(Exercise directions) Return, as a JSON array of strings with one string per line and blank lines omitted, every line in the material below, starting at the line containing "the white ceiling." and running through the final line (both included).
================================
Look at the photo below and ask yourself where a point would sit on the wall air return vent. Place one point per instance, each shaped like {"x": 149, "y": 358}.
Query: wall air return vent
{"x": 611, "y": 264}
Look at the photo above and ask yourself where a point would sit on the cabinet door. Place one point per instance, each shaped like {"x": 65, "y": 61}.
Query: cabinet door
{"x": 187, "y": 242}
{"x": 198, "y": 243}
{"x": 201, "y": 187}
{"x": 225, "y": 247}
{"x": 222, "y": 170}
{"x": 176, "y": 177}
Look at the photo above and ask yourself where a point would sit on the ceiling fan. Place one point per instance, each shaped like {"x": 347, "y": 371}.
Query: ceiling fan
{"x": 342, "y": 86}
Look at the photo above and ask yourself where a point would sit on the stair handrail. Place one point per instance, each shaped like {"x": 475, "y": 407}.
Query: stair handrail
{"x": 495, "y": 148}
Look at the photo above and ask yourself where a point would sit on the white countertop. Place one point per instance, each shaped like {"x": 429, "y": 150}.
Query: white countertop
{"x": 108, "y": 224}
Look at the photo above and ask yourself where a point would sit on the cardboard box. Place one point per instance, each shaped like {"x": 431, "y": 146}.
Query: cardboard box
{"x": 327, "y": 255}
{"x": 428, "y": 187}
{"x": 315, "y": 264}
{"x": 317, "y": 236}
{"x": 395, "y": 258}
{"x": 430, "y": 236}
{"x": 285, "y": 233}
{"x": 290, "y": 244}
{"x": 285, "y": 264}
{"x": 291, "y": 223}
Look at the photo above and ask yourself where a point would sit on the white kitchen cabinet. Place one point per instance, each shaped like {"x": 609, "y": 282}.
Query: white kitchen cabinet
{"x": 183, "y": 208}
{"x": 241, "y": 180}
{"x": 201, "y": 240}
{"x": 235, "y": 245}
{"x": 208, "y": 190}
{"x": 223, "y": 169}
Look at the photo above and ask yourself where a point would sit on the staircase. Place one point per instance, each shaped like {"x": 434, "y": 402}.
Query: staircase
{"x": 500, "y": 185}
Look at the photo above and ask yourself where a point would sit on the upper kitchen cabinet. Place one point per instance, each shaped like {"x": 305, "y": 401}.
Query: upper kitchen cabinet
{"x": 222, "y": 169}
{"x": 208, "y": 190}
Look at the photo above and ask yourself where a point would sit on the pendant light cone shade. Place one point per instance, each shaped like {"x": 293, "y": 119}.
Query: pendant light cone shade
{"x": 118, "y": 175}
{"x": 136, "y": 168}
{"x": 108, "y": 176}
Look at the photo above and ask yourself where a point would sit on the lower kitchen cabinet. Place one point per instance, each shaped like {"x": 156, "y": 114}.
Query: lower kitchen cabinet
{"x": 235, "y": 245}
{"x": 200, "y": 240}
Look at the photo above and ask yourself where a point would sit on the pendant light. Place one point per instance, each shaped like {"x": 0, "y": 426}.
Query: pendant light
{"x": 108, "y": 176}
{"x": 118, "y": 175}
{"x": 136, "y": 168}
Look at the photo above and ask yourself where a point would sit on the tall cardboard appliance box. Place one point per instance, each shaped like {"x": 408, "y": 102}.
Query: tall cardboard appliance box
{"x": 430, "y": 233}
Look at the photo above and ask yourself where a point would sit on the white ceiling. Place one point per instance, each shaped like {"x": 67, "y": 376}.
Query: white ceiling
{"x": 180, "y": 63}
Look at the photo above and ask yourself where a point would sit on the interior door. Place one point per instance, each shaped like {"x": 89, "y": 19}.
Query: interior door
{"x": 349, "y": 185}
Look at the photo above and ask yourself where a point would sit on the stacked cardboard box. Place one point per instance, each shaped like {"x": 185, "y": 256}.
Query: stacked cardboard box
================================
(Response below)
[
  "Look at the photo above and ask yourself where a point would sit on the white ceiling. Place one point per instance, each shaped like {\"x\": 67, \"y\": 376}.",
  "Query: white ceiling",
  "{\"x\": 180, \"y\": 63}",
  "Look at the photo above and ask yourself where a point would sit on the interior door. Place one point per instance, each shaped like {\"x\": 89, \"y\": 19}.",
  "Query: interior door",
  "{\"x\": 349, \"y\": 185}",
  "Look at the photo above and ask yourself where a point would sit on the stacked cardboard box. Place one point per instance, each shaped like {\"x\": 185, \"y\": 256}.",
  "Query: stacked cardboard box"
]